### Assigned task
For the entries below, the result should be an exact transcription of the lines from the one with "Could you point to the old" up to and including the one with "Could you point to the truck tire", and only those.

Natural-language object grounding data:
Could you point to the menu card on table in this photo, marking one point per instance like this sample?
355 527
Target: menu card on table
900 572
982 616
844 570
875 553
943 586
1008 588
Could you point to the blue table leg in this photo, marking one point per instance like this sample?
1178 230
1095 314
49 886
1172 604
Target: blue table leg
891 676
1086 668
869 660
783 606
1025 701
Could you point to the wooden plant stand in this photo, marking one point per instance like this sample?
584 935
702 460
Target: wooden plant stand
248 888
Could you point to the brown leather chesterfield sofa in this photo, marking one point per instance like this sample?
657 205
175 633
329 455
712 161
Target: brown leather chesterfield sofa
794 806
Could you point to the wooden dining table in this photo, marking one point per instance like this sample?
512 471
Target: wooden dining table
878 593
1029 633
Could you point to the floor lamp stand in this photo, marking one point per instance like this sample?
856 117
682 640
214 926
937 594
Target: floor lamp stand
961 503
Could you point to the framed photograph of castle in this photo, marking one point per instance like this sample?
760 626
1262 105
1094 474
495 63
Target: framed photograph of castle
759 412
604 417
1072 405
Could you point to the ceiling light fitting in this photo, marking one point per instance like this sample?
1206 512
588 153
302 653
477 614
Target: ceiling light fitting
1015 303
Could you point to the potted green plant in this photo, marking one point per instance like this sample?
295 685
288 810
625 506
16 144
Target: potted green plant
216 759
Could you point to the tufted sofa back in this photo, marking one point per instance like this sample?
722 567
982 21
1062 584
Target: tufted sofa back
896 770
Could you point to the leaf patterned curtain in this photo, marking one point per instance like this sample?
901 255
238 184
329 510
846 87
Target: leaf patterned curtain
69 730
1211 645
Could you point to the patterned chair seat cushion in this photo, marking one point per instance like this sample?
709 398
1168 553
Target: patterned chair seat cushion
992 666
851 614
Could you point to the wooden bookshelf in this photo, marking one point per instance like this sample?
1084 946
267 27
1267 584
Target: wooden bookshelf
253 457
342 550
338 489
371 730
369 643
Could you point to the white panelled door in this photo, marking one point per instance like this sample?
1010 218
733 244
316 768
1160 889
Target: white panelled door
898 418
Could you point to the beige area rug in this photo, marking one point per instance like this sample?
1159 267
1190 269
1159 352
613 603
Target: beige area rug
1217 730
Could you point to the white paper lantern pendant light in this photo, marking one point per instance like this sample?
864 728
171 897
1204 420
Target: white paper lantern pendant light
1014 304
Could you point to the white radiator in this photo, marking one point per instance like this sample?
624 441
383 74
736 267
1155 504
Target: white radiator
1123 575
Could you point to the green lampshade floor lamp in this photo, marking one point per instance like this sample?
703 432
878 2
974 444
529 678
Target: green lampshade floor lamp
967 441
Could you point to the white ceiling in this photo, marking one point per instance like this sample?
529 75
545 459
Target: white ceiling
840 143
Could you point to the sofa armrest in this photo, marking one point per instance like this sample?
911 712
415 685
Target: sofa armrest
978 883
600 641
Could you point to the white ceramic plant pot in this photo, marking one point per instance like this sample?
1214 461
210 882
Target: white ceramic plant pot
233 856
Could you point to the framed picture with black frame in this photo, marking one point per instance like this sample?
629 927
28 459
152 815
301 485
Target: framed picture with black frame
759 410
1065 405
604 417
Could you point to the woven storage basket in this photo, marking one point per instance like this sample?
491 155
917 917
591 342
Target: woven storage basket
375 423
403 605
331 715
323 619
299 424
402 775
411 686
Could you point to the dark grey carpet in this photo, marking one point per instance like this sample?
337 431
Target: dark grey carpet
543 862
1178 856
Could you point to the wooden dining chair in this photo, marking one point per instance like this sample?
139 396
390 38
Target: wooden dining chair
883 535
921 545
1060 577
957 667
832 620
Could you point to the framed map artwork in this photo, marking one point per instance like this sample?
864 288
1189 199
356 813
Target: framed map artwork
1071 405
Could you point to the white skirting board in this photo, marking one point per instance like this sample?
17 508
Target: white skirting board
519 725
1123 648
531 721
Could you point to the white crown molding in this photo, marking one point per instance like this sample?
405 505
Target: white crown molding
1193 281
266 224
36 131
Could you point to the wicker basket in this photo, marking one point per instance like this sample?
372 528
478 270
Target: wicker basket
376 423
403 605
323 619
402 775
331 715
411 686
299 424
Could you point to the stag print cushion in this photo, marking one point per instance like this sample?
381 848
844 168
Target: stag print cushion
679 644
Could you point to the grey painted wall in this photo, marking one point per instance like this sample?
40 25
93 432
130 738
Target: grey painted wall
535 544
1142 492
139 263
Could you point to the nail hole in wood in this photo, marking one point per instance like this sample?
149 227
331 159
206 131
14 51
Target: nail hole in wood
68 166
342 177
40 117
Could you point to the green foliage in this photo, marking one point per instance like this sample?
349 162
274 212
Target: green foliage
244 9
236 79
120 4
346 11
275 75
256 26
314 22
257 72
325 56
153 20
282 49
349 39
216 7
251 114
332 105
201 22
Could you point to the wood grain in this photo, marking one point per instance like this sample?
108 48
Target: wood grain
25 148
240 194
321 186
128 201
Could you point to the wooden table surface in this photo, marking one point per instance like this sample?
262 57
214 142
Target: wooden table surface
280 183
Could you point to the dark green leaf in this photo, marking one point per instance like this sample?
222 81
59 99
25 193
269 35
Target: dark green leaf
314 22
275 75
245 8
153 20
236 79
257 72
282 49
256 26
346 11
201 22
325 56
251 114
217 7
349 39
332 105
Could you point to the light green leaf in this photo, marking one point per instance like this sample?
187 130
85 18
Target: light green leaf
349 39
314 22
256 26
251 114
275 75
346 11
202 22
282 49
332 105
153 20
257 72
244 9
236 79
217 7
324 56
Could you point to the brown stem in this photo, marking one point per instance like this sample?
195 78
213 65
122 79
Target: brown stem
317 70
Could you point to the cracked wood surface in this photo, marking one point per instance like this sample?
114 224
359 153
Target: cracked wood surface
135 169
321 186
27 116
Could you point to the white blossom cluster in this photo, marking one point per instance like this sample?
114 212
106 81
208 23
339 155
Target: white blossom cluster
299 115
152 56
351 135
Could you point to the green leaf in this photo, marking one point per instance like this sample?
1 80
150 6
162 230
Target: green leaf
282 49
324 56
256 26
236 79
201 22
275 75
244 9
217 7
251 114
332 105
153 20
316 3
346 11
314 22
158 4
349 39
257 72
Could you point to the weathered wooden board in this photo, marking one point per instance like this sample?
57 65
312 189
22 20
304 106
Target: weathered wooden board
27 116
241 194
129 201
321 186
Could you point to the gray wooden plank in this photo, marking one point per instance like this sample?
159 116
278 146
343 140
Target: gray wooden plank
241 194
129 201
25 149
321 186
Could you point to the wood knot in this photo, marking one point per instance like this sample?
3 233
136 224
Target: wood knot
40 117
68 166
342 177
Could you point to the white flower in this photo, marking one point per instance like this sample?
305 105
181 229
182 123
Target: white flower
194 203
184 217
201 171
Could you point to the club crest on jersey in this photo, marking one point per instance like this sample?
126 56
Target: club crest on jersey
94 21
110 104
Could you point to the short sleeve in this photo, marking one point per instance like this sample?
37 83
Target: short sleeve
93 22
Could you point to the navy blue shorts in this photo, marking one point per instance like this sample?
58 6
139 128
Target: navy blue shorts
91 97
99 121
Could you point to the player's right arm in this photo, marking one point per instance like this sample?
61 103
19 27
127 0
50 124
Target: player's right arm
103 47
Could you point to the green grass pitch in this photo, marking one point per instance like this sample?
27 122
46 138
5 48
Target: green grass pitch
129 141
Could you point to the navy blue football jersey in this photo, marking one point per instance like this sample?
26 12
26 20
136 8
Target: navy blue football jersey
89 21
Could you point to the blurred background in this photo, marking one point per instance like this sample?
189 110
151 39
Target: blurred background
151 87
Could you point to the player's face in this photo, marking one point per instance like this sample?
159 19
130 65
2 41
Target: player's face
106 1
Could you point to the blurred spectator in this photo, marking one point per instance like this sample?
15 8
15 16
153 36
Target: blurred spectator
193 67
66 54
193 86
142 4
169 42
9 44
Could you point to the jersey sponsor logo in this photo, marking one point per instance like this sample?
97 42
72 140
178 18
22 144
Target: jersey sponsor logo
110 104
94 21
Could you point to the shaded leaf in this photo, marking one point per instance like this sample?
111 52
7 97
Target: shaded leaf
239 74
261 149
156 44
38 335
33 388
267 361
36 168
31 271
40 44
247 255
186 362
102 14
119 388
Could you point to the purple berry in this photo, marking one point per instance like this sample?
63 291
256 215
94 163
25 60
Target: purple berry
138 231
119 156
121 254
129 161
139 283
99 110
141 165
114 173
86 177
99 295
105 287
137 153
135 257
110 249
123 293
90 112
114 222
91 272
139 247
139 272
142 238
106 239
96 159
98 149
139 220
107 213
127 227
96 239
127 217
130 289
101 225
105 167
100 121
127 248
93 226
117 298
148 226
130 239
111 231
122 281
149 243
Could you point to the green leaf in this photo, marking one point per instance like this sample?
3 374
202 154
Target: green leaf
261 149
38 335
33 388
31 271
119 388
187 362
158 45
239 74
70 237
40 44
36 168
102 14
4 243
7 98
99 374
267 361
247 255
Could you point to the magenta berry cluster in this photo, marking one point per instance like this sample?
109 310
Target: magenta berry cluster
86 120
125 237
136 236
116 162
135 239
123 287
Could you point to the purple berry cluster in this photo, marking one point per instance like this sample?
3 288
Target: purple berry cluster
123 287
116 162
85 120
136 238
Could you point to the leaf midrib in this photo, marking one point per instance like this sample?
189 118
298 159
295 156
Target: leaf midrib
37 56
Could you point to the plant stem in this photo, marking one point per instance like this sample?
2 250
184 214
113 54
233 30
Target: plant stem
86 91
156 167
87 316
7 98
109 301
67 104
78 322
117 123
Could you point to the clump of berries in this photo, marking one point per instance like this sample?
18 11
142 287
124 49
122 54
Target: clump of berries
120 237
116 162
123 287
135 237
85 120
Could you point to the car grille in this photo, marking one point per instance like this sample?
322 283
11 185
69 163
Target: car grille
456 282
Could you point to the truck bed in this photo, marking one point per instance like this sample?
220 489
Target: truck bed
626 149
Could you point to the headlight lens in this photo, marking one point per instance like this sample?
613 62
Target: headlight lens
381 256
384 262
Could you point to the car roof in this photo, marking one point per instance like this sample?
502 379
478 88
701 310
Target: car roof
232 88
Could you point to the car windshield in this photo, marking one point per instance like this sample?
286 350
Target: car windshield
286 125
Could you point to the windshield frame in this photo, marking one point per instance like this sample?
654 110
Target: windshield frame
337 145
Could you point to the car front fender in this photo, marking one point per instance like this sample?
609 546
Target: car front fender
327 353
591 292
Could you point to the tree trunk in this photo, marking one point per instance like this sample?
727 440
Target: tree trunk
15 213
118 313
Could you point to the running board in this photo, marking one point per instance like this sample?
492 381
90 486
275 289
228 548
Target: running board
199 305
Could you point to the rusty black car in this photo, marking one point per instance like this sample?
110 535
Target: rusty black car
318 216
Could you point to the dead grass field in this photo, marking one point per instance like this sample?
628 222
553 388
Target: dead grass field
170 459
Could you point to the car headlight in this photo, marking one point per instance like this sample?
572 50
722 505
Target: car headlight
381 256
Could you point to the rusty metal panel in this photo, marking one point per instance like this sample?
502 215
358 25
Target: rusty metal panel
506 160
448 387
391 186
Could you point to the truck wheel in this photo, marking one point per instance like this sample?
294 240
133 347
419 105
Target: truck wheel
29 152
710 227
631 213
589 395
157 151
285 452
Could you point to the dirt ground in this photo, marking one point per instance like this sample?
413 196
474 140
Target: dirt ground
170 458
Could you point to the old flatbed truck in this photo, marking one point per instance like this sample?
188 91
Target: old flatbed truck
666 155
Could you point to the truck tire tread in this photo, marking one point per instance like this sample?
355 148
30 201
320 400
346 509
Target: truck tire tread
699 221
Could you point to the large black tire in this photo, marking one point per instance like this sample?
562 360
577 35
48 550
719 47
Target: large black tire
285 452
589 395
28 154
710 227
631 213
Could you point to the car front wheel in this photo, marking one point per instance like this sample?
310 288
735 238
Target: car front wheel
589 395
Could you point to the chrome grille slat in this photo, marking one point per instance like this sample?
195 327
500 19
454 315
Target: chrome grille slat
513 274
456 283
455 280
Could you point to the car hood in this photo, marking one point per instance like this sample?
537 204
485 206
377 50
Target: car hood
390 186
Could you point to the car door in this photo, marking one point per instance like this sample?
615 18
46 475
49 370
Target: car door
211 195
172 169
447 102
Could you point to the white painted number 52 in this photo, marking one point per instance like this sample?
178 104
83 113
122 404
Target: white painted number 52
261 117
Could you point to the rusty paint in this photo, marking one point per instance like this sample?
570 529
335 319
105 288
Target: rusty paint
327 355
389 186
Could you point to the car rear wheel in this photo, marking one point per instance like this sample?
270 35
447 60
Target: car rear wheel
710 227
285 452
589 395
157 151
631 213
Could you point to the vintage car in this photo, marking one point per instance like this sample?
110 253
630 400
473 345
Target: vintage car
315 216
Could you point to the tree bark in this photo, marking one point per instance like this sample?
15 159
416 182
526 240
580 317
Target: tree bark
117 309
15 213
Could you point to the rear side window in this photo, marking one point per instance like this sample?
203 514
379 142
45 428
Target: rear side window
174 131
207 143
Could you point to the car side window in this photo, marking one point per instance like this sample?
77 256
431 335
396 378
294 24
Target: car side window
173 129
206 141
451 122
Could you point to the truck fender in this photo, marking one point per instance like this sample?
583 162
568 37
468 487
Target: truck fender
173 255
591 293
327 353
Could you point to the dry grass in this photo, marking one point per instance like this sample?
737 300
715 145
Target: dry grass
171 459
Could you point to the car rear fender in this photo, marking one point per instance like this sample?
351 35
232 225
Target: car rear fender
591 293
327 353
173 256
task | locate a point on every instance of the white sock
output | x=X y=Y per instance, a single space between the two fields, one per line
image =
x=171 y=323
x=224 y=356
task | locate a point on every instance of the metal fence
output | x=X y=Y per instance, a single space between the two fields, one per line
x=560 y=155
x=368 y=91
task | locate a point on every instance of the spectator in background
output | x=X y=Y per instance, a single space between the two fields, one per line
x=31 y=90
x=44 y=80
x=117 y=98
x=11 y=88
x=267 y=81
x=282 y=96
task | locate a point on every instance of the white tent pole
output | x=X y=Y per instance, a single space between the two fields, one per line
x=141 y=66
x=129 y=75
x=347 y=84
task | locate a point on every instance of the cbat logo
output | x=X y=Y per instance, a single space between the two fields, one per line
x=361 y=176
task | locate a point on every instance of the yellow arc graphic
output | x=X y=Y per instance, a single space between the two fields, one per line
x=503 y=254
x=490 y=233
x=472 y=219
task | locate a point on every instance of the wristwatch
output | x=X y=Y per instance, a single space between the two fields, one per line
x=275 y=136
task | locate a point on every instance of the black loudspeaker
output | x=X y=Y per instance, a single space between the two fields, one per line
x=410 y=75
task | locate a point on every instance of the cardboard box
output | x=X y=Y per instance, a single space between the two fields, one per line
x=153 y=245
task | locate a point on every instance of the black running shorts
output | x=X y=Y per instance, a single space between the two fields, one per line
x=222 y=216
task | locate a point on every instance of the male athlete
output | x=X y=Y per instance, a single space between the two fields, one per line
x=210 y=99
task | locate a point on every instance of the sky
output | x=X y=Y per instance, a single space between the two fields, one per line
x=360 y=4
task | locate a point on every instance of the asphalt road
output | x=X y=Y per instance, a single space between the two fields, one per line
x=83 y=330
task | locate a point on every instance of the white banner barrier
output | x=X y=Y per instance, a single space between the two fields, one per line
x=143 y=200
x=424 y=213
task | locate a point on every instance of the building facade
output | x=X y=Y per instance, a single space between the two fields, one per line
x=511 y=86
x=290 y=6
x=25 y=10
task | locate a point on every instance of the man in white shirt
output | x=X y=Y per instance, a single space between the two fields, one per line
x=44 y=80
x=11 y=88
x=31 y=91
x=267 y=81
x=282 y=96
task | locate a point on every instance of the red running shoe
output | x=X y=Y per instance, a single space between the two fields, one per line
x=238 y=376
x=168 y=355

### Finished exercise
Could you point to the old flatbed truck in this photo, marking one point per instance like this sample?
188 91
Target: old flatbed truck
666 155
Could you point to the truck tire tread in this photo, marking one point per instance like this sample?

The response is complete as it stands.